### WHAT YOU WILL DO
Transcribe all of the entries, matching each one exactly.

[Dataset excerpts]
........
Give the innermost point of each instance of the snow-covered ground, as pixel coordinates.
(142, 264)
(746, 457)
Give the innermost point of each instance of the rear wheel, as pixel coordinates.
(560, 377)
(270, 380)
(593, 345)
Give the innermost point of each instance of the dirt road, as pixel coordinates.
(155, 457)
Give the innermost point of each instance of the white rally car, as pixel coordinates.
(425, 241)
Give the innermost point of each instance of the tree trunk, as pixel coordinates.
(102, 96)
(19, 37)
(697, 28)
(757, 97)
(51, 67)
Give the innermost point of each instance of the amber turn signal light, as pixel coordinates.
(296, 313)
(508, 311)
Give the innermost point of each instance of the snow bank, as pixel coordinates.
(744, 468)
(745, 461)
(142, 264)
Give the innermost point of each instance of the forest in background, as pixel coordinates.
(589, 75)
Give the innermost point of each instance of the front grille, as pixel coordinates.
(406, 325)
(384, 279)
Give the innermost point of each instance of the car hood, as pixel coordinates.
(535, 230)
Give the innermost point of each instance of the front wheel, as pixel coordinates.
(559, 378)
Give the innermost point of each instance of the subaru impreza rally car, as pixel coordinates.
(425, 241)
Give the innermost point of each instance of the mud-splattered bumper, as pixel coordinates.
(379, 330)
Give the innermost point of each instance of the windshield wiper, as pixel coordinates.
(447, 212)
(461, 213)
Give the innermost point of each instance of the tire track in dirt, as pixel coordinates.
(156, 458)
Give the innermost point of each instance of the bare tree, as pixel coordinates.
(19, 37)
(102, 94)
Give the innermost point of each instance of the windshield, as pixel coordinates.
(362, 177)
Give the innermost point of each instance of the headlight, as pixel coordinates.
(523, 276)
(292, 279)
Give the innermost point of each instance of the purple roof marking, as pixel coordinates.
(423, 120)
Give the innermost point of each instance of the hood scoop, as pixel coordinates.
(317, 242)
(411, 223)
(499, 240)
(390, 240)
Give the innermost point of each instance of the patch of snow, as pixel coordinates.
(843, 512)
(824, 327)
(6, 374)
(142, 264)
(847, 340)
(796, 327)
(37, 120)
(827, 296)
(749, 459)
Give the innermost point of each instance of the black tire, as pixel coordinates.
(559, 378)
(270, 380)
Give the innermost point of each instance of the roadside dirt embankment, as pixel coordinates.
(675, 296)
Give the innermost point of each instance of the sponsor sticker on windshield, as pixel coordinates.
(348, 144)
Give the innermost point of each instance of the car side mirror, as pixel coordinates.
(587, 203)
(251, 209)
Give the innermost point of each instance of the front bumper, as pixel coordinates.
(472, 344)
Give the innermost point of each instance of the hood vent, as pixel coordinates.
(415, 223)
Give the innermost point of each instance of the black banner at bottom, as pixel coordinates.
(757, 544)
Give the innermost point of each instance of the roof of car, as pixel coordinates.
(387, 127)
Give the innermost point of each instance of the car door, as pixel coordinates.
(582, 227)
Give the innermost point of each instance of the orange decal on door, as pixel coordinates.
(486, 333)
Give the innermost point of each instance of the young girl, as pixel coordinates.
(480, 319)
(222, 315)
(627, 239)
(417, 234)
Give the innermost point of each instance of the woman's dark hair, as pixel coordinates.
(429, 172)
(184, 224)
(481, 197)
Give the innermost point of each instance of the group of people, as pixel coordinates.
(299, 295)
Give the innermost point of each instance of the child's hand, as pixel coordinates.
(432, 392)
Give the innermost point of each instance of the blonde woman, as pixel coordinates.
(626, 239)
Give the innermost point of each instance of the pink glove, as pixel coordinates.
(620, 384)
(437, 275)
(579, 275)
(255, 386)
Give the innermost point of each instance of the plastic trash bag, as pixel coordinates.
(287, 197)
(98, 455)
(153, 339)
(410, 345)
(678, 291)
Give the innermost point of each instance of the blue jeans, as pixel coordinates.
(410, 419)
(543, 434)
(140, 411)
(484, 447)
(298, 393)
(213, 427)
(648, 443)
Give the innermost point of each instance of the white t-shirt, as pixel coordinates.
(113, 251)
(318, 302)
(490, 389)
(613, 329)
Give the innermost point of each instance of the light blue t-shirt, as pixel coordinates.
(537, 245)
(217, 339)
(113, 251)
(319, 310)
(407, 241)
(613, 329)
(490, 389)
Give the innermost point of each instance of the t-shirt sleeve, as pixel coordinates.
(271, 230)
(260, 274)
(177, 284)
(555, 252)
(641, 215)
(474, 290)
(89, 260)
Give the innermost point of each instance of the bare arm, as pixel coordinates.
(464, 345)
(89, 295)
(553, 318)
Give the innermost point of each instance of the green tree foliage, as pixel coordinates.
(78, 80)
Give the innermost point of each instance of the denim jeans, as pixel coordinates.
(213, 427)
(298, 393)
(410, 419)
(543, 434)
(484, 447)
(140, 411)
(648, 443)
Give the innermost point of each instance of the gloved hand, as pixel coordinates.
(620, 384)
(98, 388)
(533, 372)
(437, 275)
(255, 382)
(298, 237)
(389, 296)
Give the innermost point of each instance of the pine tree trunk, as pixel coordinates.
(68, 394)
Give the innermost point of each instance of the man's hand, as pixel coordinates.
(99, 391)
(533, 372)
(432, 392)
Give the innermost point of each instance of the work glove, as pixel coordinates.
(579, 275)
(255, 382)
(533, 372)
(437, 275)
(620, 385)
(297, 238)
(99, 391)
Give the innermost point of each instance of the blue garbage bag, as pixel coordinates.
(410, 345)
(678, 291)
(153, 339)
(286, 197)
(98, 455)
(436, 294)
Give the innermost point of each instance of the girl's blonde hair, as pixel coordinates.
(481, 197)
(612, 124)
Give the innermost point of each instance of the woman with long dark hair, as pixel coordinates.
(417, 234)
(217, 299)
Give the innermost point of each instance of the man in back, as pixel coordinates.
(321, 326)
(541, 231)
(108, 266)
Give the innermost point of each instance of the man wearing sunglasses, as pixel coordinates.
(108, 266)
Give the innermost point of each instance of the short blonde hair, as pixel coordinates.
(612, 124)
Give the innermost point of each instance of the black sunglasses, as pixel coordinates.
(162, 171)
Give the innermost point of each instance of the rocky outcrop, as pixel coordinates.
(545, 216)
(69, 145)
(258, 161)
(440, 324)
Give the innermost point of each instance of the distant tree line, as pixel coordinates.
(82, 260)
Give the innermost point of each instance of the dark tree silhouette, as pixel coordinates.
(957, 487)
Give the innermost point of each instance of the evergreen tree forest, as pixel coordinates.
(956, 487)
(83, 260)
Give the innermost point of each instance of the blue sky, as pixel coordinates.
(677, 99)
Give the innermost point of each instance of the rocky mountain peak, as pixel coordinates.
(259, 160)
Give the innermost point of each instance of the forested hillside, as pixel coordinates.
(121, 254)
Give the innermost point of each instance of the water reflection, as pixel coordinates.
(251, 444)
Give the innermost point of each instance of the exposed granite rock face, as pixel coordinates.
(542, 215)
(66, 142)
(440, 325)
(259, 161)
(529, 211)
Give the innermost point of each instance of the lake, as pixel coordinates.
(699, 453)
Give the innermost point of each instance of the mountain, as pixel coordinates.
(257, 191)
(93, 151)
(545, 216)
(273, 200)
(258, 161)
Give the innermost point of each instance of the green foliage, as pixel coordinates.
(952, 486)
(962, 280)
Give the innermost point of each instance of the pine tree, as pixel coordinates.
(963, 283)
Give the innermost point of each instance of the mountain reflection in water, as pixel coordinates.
........
### REPLY
Give the innermost point of each instance of the snow-covered ground, as pixel coordinates.
(142, 264)
(746, 457)
Give the innermost point of each instance of the rear wheel, as pixel coordinates.
(560, 377)
(270, 380)
(593, 345)
Give the innermost point of each instance of the dirt road, as pixel coordinates.
(155, 457)
Give the innermost point of each instance of the white rally car, as pixel coordinates.
(425, 241)
Give the innermost point of each instance of the tree trunk, as pixel coordinates.
(102, 96)
(19, 37)
(697, 28)
(757, 97)
(51, 67)
Give the innermost point of each instance of the amber turn signal light, as pixel coordinates.
(296, 313)
(508, 311)
Give the innermost point of each instance of the snow bank, as pixel coordinates.
(744, 468)
(745, 461)
(142, 264)
Give the innermost point of each instance of the forest in background, as pixel coordinates.
(589, 75)
Give the innermost point of each instance of the front grille, as pixel coordinates.
(406, 325)
(384, 279)
Give the innermost point of each instance of the car hood, as pixel coordinates.
(535, 230)
Give the innermost point of each instance of the front wheel, as pixel coordinates.
(559, 378)
Give the innermost point of each instance of the subaru impreza rally car, as pixel coordinates.
(425, 241)
Give the innermost point of each instance of the mud-splattered bumper, as pixel coordinates.
(379, 330)
Give the innermost point of each instance of the windshield wiper, as pixel coordinates.
(447, 212)
(461, 213)
Give the innermost point of each instance of the tire track in dirt, as pixel coordinates.
(156, 458)
Give the innermost point of each instance of the bare tree, as pixel coordinates.
(19, 37)
(102, 94)
Give the innermost point of each instance of the windshield, as pixel coordinates.
(362, 177)
Give the innermost point of each instance of the headlight, as pixel coordinates.
(523, 276)
(292, 279)
Give the innermost point of each instance of the purple roof marking, as pixel coordinates.
(423, 120)
Give the innermost point of each instance of the hood scoop, as pixel coordinates.
(317, 242)
(411, 223)
(499, 240)
(390, 240)
Give the innermost point of each instance of the patch of snow, as pixel coordinates.
(843, 512)
(824, 327)
(6, 374)
(142, 264)
(847, 340)
(796, 327)
(37, 120)
(827, 296)
(749, 459)
Give the innermost point of each instance of the black tire, as pixel coordinates.
(559, 378)
(270, 380)
Give the innermost point of each instance of the roadside dirt embankment, as pixel coordinates.
(675, 296)
Give the innermost point of each instance of the sponsor sticker on windshield, as pixel coordinates.
(348, 144)
Give the innermost point of each instance of the car side mirror, as pixel coordinates.
(587, 203)
(251, 209)
Give the innermost point of each instance of the front bumper, as pixel coordinates.
(472, 344)
Give the innermost point of each instance of the hood vent, as pixel coordinates.
(415, 223)
Give the innermost point of each instance of the black banner at bottom, as pixel coordinates.
(757, 544)
Give the innermost point of each instance of the roof of car, as pixel coordinates.
(387, 127)
Give the innermost point of each instance of the car door, as pixel coordinates.
(582, 227)
Give the innermost point of each instance of the orange decal on door, as pixel coordinates.
(486, 333)
Give the innermost point of each instance of the young girl, as pixel coordinates.
(480, 319)
(222, 315)
(627, 239)
(417, 234)
Give the innermost point of each instance of the woman's dark hair, as pixel coordinates.
(429, 172)
(184, 224)
(481, 197)
Give the innermost point of each instance of the group of people, as pixel coordinates.
(299, 295)
Give the innermost point of each instance of the child's hand, as pixel coordinates.
(432, 392)
Give the innermost point of each instance of the blonde woman, as pixel coordinates.
(626, 239)
Give the innermost point of each instance of the pink glove, as pixel coordinates.
(620, 384)
(437, 275)
(579, 275)
(255, 386)
Give the innermost point of each instance of the plastic trash bag, as pixel coordinates.
(287, 197)
(98, 455)
(153, 339)
(410, 345)
(678, 291)
Give the innermost point of each instance of the blue jeans, as pixel coordinates.
(410, 419)
(543, 434)
(140, 411)
(484, 447)
(298, 393)
(213, 427)
(648, 443)
Give the innermost point of each instance of the white t-shirt, as pixel coordinates.
(113, 251)
(318, 302)
(490, 389)
(613, 329)
Give the innermost point of each instance of the light blue t-shirt, as pixel coordinates.
(537, 245)
(217, 339)
(113, 251)
(319, 310)
(407, 241)
(613, 329)
(490, 389)
Give the innermost point of each instance of the t-shirt sleeve, as pixel coordinates.
(271, 230)
(260, 274)
(177, 284)
(555, 252)
(641, 215)
(474, 290)
(89, 260)
Give the innermost point of each instance of the bare arm, as pixel coordinates.
(464, 345)
(89, 295)
(553, 318)
Give the innermost point of each instance of the green tree foliage, as pixel coordinates.
(78, 80)
Give the innermost point of each instance of the denim jeans, as pixel coordinates.
(213, 427)
(298, 393)
(410, 419)
(543, 434)
(484, 447)
(140, 411)
(648, 443)
Give the innermost point of each instance of the gloved hand, as pixel coordinates.
(620, 384)
(98, 388)
(533, 372)
(437, 275)
(255, 382)
(298, 237)
(389, 296)
Give the innermost point of each instance of the pine tree trunk, as pixel coordinates.
(68, 394)
Give the innermost point of each instance of the man's hand, as pixel coordinates.
(99, 391)
(533, 372)
(432, 392)
Give the innermost point of each instance of the work glove, as pixel coordinates.
(579, 275)
(255, 382)
(533, 372)
(437, 275)
(620, 385)
(297, 238)
(99, 391)
Give the innermost point of each instance of the blue garbage bag, as pixel coordinates.
(410, 345)
(678, 291)
(153, 339)
(286, 197)
(98, 455)
(436, 294)
Give the innermost point of each instance of the girl's blonde hair, as pixel coordinates.
(481, 197)
(612, 124)
Give the innermost point of each instance of the woman with long dark hair, as pixel coordinates.
(417, 234)
(217, 299)
Give the innermost point of each instance of the man in back, as pixel coordinates.
(321, 326)
(541, 231)
(108, 266)
Give the innermost point of each instance of the man wearing sunglasses, as pixel coordinates.
(108, 266)
Give the innermost point of each instance of the short blonde hair, as pixel coordinates.
(612, 124)
Give the innermost point of each instance of the black sunglasses, as pixel coordinates.
(162, 171)
Give the innermost point of each instance of the rocky outcrop, as pixel coordinates.
(545, 216)
(69, 145)
(258, 161)
(440, 324)
Give the innermost point of each instance of the distant tree line, as pixel coordinates.
(82, 260)
Give the innermost point of each instance of the dark tree silhouette, as pixel coordinates.
(957, 487)
Give the innermost point of each instance of the evergreen tree forest, as pixel coordinates.
(956, 487)
(83, 260)
Give the innermost point of each instance of the blue sky, as pixel coordinates.
(677, 99)
Give the innermost point of each instance of the rocky mountain peak, as pixel coordinates.
(259, 160)
Give the innermost point of each instance of the forested hillside, as pixel coordinates.
(121, 254)
Give the innermost point of each instance of the water reflection, as pixel coordinates.
(251, 444)
Give the innermost point of each instance of the exposed granite rock face, as pixel coordinates.
(542, 215)
(66, 142)
(440, 325)
(259, 161)
(529, 211)
Give the innermost point of each instance of the lake, as pixel coordinates.
(699, 453)
Give the innermost point of each instance of the mountain, as pixel coordinates.
(257, 191)
(93, 151)
(545, 216)
(273, 200)
(258, 161)
Give the innermost point of each instance of the green foliage, as pixel coordinates.
(952, 486)
(962, 280)
Give the innermost point of each instance of the pine tree, as pixel coordinates.
(963, 283)
Give the innermost point of each instance of the mountain reflection in water, as pixel coordinates.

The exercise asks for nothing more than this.